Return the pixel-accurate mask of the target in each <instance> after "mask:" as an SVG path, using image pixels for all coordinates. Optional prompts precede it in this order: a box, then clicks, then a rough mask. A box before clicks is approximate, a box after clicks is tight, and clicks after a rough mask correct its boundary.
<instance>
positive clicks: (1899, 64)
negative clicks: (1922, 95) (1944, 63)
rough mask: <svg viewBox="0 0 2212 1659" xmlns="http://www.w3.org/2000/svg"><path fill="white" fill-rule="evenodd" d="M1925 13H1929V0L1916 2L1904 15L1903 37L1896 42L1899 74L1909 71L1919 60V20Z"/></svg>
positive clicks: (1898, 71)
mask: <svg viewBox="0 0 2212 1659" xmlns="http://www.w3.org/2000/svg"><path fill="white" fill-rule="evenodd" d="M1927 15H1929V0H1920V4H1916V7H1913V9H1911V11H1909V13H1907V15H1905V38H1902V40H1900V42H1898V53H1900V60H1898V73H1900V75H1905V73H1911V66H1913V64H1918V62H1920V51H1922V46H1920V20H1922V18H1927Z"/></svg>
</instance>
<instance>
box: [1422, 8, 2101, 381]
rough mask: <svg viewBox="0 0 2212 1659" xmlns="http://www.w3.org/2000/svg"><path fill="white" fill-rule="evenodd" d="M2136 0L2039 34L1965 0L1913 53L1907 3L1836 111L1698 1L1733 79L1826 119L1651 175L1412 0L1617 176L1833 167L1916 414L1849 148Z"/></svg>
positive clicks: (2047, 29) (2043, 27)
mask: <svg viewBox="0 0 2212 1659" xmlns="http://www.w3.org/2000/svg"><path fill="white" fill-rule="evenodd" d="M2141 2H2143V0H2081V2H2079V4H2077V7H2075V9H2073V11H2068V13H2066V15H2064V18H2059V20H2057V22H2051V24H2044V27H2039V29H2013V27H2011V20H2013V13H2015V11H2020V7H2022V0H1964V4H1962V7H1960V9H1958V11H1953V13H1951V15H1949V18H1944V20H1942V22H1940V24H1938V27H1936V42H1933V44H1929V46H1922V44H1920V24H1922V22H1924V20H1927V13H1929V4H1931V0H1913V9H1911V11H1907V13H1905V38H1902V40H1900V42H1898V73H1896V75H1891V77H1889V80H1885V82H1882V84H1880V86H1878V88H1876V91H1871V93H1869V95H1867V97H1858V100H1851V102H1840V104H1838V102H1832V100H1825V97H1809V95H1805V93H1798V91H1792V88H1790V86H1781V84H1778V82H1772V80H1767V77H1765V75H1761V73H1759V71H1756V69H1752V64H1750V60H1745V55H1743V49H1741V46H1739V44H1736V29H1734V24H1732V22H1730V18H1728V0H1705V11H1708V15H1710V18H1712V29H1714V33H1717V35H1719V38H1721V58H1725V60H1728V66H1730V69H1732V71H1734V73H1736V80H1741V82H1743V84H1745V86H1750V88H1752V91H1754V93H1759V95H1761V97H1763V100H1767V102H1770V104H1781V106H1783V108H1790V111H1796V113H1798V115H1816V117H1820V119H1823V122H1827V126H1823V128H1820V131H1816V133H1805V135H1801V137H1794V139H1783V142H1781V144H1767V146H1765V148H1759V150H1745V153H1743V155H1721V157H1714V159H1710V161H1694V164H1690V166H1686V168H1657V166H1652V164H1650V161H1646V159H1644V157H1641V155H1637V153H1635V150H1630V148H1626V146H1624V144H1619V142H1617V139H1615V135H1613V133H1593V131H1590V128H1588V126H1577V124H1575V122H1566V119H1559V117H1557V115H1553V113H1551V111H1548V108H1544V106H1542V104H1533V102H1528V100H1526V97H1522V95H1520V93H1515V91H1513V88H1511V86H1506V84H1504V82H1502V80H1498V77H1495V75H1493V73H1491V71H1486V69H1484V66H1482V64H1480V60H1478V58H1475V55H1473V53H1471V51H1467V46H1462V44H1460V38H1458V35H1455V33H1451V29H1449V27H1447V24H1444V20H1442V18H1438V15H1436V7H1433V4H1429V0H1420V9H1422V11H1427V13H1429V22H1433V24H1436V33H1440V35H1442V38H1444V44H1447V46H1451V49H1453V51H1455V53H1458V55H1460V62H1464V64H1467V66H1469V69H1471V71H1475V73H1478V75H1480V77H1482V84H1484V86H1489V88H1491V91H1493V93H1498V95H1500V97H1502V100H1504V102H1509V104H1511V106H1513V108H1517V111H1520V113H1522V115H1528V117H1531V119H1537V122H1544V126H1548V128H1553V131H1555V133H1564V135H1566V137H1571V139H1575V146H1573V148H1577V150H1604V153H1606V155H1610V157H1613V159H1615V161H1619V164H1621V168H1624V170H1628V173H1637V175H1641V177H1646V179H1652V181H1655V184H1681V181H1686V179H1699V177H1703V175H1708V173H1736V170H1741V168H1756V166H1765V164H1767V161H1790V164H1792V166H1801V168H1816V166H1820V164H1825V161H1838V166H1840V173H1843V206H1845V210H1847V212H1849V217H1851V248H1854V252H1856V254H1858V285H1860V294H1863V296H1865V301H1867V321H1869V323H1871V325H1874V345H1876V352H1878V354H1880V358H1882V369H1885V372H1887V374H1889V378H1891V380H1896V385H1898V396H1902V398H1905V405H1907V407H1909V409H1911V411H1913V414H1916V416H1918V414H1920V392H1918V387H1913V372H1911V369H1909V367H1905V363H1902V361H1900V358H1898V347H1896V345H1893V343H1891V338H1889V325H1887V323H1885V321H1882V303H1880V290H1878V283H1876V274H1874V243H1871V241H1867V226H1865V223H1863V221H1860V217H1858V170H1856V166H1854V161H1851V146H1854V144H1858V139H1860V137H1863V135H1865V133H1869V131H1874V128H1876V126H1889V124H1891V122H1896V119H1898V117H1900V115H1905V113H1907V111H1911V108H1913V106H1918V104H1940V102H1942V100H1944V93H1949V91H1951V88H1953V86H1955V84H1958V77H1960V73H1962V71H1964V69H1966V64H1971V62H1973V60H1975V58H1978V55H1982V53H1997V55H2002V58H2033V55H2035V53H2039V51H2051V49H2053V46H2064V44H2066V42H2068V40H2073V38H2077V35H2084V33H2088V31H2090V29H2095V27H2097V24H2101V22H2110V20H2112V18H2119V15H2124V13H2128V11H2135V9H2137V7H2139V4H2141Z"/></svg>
# # # # #
Task: Beginning of the records through the line with "13H1929V0L1916 2L1904 15L1903": return that span exactly and stop there.

Solution to this problem:
Return the pixel-accurate mask of the target in each <instance> after "mask:" as an SVG path, using image pixels for all coordinates. Optional prompts precede it in this order: a box, then clicks, then a rough mask. A box before clicks is approximate, a box after clicks is tight, and clicks after a rough mask correct its boundary.
<instance>
positive clicks: (1899, 64)
negative clicks: (1922, 95) (1944, 63)
rough mask: <svg viewBox="0 0 2212 1659" xmlns="http://www.w3.org/2000/svg"><path fill="white" fill-rule="evenodd" d="M1925 13H1929V0L1916 2L1904 15L1903 37L1896 42L1899 74L1909 71L1919 60V20Z"/></svg>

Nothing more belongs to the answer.